Start of STORED RECORDS
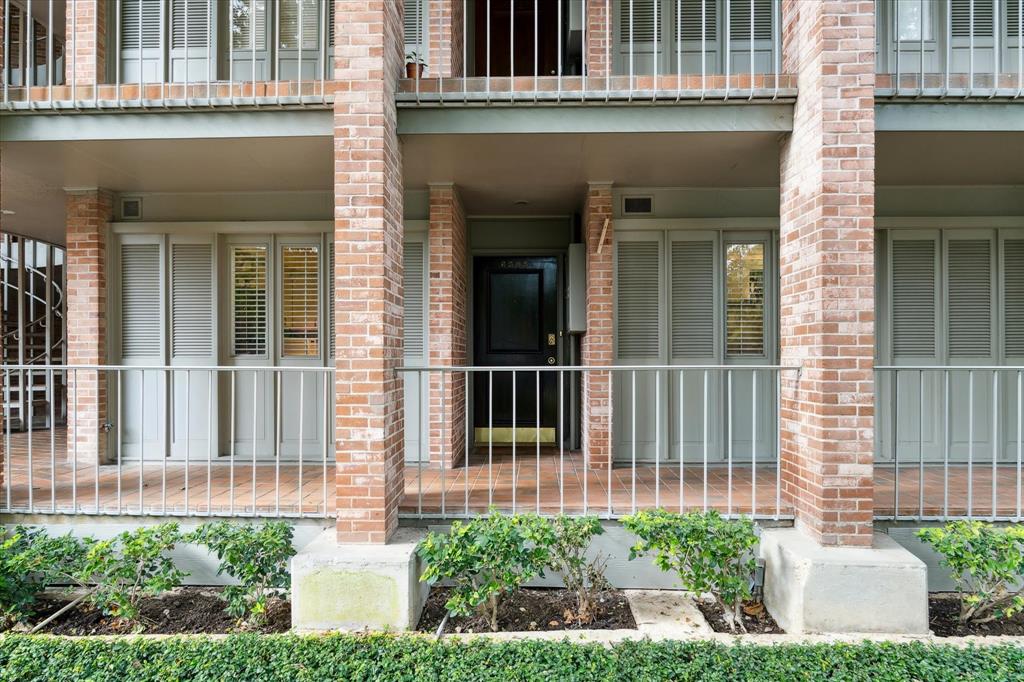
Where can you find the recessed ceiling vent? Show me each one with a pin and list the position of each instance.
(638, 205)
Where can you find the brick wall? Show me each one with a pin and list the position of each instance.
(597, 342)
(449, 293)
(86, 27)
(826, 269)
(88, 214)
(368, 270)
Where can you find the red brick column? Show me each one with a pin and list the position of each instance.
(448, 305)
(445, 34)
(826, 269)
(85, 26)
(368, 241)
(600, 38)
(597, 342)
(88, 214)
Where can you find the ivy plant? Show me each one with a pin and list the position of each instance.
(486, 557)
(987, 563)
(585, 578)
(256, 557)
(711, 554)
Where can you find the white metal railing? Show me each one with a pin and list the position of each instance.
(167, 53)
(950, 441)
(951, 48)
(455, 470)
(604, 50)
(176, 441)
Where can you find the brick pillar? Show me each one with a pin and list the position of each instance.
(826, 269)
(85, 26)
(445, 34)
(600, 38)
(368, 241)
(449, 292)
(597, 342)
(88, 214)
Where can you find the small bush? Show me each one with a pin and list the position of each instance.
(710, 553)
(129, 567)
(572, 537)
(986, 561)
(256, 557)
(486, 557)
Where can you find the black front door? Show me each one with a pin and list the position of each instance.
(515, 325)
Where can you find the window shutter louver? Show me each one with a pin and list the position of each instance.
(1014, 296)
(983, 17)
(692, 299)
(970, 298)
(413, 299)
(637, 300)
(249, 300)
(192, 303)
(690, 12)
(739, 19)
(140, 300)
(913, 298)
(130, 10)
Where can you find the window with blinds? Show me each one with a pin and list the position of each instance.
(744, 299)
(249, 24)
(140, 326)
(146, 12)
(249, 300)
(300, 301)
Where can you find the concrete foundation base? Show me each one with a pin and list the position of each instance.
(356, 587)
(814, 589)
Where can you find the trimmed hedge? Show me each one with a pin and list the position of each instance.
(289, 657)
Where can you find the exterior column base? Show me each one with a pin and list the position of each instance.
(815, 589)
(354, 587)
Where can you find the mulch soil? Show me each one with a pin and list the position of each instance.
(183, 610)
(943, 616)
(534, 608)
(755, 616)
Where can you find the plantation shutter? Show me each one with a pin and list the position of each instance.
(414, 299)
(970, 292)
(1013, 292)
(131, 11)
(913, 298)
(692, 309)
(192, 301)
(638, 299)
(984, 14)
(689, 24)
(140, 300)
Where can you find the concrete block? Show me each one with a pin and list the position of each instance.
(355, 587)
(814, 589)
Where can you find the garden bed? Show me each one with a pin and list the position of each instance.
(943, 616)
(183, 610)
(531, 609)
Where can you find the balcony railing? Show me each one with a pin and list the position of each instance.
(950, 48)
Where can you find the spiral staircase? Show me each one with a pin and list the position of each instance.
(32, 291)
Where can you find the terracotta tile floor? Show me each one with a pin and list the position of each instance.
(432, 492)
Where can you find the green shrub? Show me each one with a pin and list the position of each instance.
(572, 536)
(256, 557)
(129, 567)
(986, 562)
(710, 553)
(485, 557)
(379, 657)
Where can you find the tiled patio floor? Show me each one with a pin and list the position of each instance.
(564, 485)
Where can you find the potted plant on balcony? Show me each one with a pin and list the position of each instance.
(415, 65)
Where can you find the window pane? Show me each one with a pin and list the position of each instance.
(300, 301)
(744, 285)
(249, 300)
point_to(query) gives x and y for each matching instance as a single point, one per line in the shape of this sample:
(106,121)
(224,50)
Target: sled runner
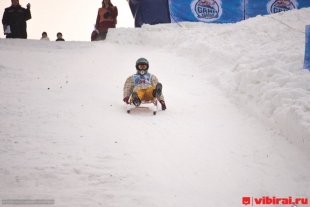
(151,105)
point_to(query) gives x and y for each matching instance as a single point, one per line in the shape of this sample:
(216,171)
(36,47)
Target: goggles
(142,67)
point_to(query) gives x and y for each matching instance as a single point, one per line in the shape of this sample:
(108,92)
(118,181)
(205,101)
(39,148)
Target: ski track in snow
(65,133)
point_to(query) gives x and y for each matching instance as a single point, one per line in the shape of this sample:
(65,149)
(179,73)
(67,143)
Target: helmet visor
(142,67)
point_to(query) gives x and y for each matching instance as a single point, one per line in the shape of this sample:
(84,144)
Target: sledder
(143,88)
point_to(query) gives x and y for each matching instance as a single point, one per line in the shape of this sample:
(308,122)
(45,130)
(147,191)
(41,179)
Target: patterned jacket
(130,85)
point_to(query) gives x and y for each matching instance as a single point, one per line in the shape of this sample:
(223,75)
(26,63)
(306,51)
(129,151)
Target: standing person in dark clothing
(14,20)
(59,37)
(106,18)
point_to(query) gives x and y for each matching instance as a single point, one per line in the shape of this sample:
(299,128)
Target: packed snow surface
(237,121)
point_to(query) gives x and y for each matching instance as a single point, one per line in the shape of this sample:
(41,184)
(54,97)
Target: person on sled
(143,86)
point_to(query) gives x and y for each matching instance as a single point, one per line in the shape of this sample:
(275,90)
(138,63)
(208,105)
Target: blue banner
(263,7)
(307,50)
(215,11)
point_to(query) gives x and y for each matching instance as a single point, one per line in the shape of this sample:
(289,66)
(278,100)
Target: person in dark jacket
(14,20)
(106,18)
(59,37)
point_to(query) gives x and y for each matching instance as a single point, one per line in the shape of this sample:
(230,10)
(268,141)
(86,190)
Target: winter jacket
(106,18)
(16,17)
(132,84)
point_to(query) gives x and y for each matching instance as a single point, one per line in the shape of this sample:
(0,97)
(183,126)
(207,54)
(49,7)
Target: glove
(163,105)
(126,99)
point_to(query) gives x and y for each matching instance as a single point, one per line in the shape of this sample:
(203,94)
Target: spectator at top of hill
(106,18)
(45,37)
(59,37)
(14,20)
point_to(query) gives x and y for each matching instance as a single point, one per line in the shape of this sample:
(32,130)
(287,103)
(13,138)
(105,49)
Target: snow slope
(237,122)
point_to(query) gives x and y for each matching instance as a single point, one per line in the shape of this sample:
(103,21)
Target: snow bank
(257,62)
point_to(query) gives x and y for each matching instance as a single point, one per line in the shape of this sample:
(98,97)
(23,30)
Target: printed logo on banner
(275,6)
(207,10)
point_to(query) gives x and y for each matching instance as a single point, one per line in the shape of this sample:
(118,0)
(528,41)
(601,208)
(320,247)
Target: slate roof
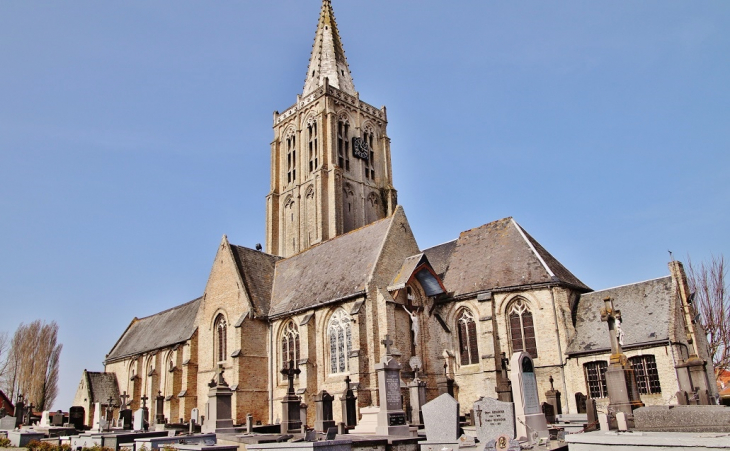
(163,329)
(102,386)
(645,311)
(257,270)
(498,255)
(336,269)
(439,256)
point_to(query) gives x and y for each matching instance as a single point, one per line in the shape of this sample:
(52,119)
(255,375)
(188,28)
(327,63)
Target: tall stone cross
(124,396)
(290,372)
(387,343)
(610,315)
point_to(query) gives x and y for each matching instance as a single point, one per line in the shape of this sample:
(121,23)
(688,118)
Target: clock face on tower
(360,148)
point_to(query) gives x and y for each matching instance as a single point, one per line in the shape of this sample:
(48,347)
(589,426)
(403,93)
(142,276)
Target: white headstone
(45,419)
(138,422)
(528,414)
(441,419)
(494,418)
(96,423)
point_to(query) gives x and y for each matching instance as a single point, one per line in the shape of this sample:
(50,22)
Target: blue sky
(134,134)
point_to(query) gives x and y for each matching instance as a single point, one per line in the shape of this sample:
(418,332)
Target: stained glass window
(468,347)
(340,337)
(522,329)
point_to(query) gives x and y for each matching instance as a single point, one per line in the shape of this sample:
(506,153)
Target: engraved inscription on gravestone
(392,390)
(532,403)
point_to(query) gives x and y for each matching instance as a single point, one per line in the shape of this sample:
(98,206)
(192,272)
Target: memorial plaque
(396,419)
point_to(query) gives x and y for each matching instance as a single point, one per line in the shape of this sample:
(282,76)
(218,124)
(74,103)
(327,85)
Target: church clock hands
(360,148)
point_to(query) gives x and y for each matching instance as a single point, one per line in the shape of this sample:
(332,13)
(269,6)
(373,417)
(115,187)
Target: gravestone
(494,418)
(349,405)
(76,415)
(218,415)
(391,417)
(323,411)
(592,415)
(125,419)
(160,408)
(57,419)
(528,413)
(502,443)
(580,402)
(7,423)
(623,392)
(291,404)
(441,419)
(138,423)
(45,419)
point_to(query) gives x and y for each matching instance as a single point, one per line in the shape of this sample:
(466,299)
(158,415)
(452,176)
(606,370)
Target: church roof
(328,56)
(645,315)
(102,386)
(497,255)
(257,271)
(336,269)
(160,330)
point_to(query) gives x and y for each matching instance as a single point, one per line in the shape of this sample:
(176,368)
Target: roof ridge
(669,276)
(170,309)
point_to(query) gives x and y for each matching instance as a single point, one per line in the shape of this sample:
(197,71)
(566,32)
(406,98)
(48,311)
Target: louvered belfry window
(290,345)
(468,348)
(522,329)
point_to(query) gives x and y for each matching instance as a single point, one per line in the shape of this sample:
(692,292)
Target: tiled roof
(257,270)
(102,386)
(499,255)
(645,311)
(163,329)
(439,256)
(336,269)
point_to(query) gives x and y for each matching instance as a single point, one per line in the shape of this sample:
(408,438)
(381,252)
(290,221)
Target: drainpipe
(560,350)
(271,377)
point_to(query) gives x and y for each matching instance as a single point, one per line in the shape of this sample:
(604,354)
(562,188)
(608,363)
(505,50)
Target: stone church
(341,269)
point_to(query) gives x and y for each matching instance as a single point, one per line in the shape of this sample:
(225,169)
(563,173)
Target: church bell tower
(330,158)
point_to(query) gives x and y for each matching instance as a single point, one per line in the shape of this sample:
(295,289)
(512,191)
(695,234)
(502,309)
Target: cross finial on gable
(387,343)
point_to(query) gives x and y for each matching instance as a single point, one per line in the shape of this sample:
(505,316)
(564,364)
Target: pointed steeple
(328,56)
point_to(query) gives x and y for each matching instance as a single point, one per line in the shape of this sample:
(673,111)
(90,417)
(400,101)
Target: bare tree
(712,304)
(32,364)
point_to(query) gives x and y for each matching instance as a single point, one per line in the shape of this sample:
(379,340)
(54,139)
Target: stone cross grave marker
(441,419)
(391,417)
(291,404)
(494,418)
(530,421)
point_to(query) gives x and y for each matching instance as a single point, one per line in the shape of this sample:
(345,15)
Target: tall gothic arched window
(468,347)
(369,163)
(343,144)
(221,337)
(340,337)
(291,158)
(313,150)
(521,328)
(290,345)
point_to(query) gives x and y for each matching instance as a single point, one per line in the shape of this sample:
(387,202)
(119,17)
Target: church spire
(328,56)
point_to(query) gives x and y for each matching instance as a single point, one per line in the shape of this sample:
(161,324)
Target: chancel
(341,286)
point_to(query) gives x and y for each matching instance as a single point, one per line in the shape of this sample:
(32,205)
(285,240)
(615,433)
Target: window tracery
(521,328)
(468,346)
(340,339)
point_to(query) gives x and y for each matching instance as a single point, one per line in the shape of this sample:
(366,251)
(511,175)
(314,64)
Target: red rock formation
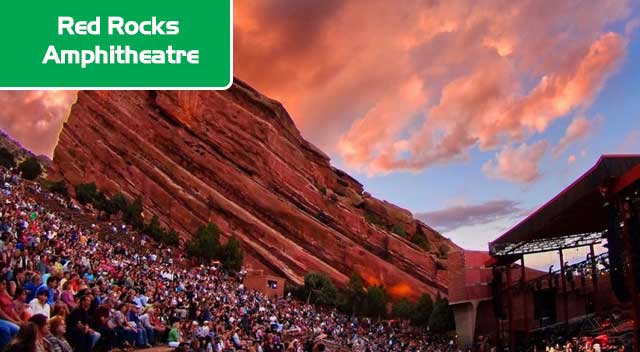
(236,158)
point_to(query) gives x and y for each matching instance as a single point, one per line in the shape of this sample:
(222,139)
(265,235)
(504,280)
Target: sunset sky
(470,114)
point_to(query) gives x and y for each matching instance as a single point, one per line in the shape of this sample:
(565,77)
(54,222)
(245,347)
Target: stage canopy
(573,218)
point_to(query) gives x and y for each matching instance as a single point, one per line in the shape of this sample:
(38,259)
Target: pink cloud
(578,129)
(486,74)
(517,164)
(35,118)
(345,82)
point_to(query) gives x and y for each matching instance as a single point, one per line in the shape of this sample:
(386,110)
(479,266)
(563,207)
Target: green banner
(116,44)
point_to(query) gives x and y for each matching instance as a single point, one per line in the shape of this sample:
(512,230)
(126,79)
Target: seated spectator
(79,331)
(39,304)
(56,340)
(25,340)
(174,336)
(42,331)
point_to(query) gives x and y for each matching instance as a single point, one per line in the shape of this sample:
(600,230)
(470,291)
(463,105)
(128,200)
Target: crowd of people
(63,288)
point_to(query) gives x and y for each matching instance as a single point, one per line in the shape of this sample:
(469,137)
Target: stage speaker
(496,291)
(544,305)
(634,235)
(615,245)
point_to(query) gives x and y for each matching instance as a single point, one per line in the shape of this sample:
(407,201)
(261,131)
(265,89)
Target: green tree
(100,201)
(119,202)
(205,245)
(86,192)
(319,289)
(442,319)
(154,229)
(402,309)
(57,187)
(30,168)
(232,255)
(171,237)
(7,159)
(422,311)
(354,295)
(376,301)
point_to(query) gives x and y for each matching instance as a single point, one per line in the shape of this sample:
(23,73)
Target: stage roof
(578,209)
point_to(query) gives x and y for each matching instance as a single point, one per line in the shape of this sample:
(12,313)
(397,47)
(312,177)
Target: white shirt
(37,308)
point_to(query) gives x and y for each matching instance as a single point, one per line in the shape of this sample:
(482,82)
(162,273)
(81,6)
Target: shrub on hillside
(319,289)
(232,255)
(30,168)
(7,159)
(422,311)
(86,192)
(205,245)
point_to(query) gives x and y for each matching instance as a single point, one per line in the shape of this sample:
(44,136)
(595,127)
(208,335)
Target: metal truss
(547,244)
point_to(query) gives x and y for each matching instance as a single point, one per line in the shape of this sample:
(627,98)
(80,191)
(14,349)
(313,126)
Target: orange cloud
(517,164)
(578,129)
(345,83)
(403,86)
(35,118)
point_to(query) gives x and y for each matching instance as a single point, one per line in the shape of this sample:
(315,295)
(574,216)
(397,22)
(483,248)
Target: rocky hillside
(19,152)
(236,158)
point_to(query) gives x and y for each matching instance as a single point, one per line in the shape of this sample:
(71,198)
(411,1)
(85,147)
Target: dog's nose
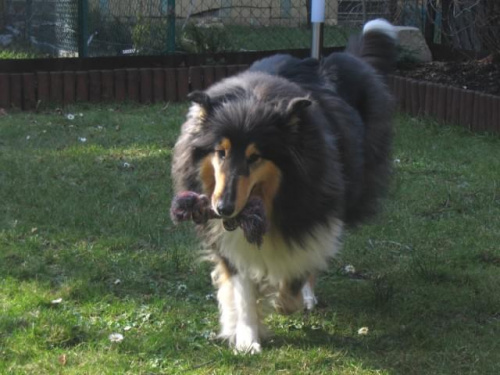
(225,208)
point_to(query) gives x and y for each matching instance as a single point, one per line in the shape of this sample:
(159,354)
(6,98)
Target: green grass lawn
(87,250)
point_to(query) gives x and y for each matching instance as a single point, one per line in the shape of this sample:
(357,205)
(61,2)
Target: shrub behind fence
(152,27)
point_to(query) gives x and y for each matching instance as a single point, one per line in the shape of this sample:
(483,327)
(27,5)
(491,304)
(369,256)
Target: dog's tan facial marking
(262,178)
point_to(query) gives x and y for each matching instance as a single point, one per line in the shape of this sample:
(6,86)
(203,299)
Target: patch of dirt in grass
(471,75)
End of STORED RECORDS
▸ **PROBLEM REQUIREMENTS**: Count how many of the lines above contain the string "column", with case counting, and reply with the number alone.

▸ **WORKED SOLUTION**: 2